__ЗАДАНИЕ__
Выведите без изменений фрагмент текста о трагедии Софокла: начало — со слов «Оно, естественно, было», конец — после слов «над житейской суетой.».

__ТЕКСТ ДЛЯ ЧТЕНИЯ__
====

Нередко говорят: Софокл показал, как человек, противопоставивший себя высшим силам, все более теряет контроль над собственными поступками. Они, мол, уходят из-под его власти и приобретают власть над ним. Но это ведь верно лишь по отношению к прошлому Эдипа. Эдип — участник развертывающегося на сцене действия — все более властно контролирует свои поступки [57] , тем самым переставая быть жертвой внешних и темных сил и все более подчиняя ход событий своим стремлениям во что бы то ни стало очистить город от скверны. Разве при этом Эдип, сталкиваясь со сбывающимися предсказаниями оракула, только терпит поражения и не одерживает никаких побед?
57
Фразы отмечены автором. Помета: «Развить!» — Примеч. ред.
Допустим даже, что тут перед нами всего лишь «узнавание» Эдипом своей судьбы. Надо ли толковать «узнавание» как пассивный акт? Ведь Аристотель не зря же считал «узнавание» действием. В акте «узнавания» всегда наличествует элемент преобразования: тут преобразуются и познающий субъект, и познаваемый объект. И хотя результаты этих преобразований не всегда очевидны, они от этого не становятся менее значительными. Эдип, еще не познавший, сколь могущественны силы, которым он воспротивился, и Эдип, прошедший тяжкий путь познания, — это ведь разные люди. Да и действительность, Эдипом осознанная, тоже уже не та, что была до того, как подверглась его воздействиям. Говоря о сложных результатах активности Эдипа, надо иметь в виду, что город был очищен именно им, Эдипом. Можно ли тут не увидеть его победы? Можно ли, имея в виду все это, говорить, что в трагедии Софокла речь идет о роке, властвующем над человеком? Нет, речь идет о судьбе, творимой с его участием и только потому становящейся его судьбой.
Чему же, в таком случае, учила зрителя трагедия Софокла? Смирению ли перед таинственными силами необходимости, управляющими миром? Но разве одновременно с несчастьями, постигавшими Эдипа, зрителя не потрясали его гигантская борьба, духовная мощь, устремленность к познанию истины, сила воли, мужественный характер, в «сложении» которого участвует он сам? К тому же не в одном Эдипе дело. Разве проявления самостоятельности, столь различные по своему содержанию у Лая, пастухов и Эдипа, эти новые человеческие качества, свойственные греку эпохи расцвета афинского государства, не побуждали зрителя к раздумьям, доставляя ему наслаждение, которое, разумеется, не могло быть чисто эстетическим?
Оно, естественно, было очень сложного свойства. Эстетическая рама, вмещавшая в себя трагическую фабулу, придававшая ей вид законченной, завершенной картины, отнюдь не служила лишь превращению изображаемого в красивое зрелище. Творчески активно преодолевая дистанцию, которую эта «рама» создавала между ним и сценой, зритель вместе с героями переживал все превратности их судеб и все их страдания. Миссией трагедии оказалось воспитание в человеке великой способности к подлинному состраданию, побуждающему его вникать в глубочайшие противоречия жизни, поднимаясь над житейской суетой.
Отказываясь от точки зрения, согласно которой «эстетическая рама» служила «превращению» морально-этических переживаний в чисто эстетические, не будем впадать в другую крайность.

====

__Данные о размещении точек__

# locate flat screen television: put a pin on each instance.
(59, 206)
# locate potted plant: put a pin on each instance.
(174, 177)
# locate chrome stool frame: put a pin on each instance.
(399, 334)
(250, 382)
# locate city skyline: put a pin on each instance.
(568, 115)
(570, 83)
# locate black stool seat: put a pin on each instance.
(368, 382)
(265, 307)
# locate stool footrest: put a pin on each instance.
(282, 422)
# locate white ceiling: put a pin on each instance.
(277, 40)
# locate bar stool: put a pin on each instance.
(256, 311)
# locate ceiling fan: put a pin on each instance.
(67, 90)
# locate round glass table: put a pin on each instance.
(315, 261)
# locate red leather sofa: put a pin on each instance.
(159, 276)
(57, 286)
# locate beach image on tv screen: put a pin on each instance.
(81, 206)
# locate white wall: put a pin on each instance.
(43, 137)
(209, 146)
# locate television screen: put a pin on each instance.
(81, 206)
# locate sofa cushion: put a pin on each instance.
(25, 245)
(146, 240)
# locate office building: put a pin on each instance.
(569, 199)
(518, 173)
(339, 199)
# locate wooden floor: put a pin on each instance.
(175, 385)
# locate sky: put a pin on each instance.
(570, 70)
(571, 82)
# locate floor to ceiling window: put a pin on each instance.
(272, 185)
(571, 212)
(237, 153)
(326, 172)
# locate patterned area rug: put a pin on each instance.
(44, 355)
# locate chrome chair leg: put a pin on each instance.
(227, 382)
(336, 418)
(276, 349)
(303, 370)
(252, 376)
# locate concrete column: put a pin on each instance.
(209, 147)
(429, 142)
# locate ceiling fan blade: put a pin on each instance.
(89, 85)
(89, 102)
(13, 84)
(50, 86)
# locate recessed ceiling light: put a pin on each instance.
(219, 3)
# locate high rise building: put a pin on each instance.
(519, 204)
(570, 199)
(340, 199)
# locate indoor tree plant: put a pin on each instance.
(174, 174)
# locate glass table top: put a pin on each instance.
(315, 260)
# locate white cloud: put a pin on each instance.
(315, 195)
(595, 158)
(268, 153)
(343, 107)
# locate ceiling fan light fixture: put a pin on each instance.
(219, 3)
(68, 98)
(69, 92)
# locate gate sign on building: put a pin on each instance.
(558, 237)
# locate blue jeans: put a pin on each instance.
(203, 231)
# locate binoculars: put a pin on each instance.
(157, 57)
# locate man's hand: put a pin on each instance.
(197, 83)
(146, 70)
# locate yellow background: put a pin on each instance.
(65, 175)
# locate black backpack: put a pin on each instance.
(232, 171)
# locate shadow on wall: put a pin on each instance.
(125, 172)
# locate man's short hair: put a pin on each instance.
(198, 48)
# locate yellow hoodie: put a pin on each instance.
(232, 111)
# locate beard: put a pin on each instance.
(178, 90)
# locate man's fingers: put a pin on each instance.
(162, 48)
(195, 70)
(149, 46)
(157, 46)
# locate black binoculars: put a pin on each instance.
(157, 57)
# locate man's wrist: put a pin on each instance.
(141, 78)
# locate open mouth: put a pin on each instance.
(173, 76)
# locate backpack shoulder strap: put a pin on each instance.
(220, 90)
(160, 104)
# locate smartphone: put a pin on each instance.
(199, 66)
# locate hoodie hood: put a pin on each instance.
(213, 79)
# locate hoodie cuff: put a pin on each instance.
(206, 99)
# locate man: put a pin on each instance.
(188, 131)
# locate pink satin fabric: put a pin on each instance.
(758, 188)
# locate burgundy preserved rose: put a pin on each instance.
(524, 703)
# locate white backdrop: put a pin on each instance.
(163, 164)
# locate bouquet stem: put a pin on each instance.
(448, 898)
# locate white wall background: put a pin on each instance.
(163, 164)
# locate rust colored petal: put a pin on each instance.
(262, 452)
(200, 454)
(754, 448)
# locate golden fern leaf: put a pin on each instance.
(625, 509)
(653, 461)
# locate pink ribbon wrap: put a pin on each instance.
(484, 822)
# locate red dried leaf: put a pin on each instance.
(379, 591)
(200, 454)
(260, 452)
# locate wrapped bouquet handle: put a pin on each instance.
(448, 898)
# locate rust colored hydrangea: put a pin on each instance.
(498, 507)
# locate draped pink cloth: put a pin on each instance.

====

__ПИСЬМЕННЫЙ ОТВЕТ__
Оно, естественно, было очень сложного свойства. Эстетическая рама, вмещавшая в себя трагическую фабулу, придававшая ей вид законченной, завершенной картины, отнюдь не служила лишь превращению изображаемого в красивое зрелище. Творчески активно преодолевая дистанцию, которую эта «рама» создавала между ним и сценой, зритель вместе с героями переживал все превратности их судеб и все их страдания. Миссией трагедии оказалось воспитание в человеке великой способности к подлинному состраданию, побуждающему его вникать в глубочайшие противоречия жизни, поднимаясь над житейской суетой.